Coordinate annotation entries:
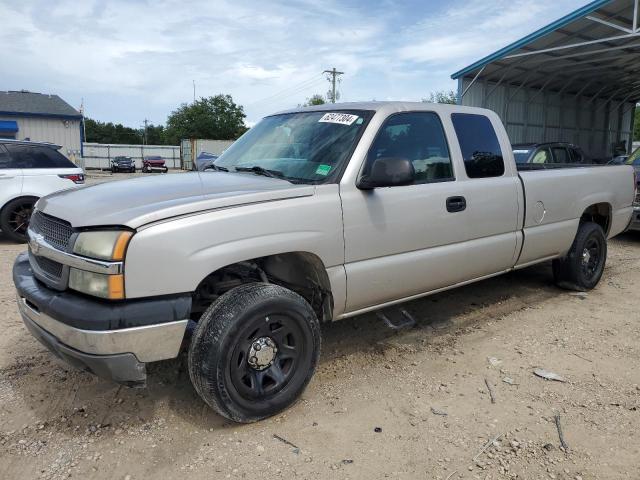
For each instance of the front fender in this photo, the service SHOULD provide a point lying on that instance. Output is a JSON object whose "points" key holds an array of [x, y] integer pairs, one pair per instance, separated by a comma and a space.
{"points": [[174, 256]]}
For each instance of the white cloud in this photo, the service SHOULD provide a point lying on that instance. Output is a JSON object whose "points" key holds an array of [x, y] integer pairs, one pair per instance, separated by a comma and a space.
{"points": [[136, 60]]}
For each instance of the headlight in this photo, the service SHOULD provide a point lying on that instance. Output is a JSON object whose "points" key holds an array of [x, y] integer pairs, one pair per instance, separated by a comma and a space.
{"points": [[103, 245], [97, 284], [109, 245]]}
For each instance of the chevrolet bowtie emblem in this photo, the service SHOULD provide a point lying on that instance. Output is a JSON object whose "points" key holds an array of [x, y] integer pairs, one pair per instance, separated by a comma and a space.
{"points": [[34, 242]]}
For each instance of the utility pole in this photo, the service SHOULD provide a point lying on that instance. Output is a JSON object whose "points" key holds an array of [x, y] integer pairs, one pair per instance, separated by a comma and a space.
{"points": [[333, 74], [144, 136]]}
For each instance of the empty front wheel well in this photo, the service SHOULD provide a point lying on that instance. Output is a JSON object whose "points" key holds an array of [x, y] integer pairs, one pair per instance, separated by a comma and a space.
{"points": [[599, 213], [302, 272]]}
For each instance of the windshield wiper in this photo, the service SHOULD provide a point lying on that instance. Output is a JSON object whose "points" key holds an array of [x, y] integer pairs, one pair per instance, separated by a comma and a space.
{"points": [[258, 170], [216, 168]]}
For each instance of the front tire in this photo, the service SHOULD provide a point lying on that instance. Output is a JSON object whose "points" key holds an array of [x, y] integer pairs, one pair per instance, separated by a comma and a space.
{"points": [[582, 268], [15, 217], [254, 351]]}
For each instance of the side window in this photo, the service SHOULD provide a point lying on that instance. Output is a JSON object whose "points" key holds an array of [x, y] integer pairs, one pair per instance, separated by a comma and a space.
{"points": [[561, 155], [5, 160], [33, 156], [577, 156], [418, 137], [542, 156], [479, 144]]}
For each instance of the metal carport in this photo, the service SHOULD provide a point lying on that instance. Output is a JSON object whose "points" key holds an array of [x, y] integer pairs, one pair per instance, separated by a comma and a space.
{"points": [[576, 80]]}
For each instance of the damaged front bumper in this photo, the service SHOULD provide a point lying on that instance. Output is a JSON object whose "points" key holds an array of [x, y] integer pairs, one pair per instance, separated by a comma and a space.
{"points": [[111, 340]]}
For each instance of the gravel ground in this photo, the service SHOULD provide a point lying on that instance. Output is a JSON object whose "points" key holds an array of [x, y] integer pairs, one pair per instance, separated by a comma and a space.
{"points": [[383, 404]]}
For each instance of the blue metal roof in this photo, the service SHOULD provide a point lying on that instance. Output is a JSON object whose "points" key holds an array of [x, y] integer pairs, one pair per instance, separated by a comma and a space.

▸ SHORT EXERCISE
Replace every "in this photo" with "in this image" in all of the entries above, keeping everything else the same. Do not include the pictures.

▸ CORRECT RESPONSE
For each instance of the front fender in this image, the service SHOULD provide a point lying on that instance. Output is a JSON object whose "points" key holds an array of [x, y] integer pairs, one pair per instance, separated by a comma and a space.
{"points": [[174, 256]]}
For each instance of the white cloud in this image, the service SHOULD provide a point lying on that instance. Output is a JSON object whose "points" key holds an array of [x, y] integer pairs, one pair per instance, separated by a comma and a space.
{"points": [[136, 60]]}
For each instance of the headlight in this image, the service SHOULD provide a point lying on that instance. Output is a JSON object whose "points" key holds an array of [x, y] integer pairs, one pair per instance, separated by a comma and a space.
{"points": [[103, 245], [97, 284], [109, 245]]}
For each instance of the chevrolet bowtie emblem in this image, the service SHOULD provide a point lying on that instance. Output is a JSON object whose "points" key holds an array of [x, y] integer pairs, one pair per instance, separated by a comma and a space.
{"points": [[34, 242]]}
For each instance of the utility pole in this image, the service SHOULD provide a point lying on that instance. Output is a JSON object whose "points" key holds an array of [x, y] integer pairs, one pair per instance, separated by a comma and a space.
{"points": [[333, 74], [144, 136]]}
For each instance of the empty front wheel well in this image, the service SHOULD provide a point lying on that instance. Output is a JSON object whose "points" key holds an array of [x, y] integer pairs, one pair per instance, separated by a comma and a space.
{"points": [[599, 213], [302, 272]]}
For each instance of the windshield wiper in this image, the service SHOULD provide a point lying on that instance. Output is a JSON object whose "points" key holds an array of [x, y] integer pairs, one pair per instance, separated by a comma and a space.
{"points": [[258, 170], [216, 168]]}
For each instance of the front tire in this image, the service SHOULD provide a point lying on that instance. Output is a JSON object whose "points" key holds an array of [x, y] integer pairs, one pair per instance, separated by a comma and a space.
{"points": [[582, 268], [15, 217], [254, 351]]}
For each instance of the side window in this image, the service SHOULD provide a point lying on that instance. Output is a JSON object whose "points" key holds an array of [x, y] integer pairs, one pair per instance, separated by a comma and a space.
{"points": [[561, 155], [5, 160], [33, 156], [577, 156], [418, 137], [542, 156], [479, 144]]}
For each instance of the metal carport in this image, the service SHOULD provide a point lying on that instance. Output is a JSON object whose "points" key holds an array of [x, y] integer pairs, one pair per instance, separated by a comma and a space.
{"points": [[576, 80]]}
For each instance of the damaged front bumper in this image, the service SHOULD provide a point lying on that instance. Output is a JSON object whose "points" key holds an array of [x, y] integer pairs, one pair per instance, separated by a comma and a space.
{"points": [[111, 340]]}
For each instance of the gravel ground in this image, the service SHOULD provide a point lying on that instance. Output is a JSON object whose "points" key holds an array of [x, y] integer pairs, one pair per instance, separated by a comma and a space.
{"points": [[383, 404]]}
For each instance of the blue metal roof in this image, the service SHOULD provide a point lying on that instance. Output is a JSON object whose "points" key holds an array of [x, y] integer pairs, one pair per instance, separated by a comma and a space.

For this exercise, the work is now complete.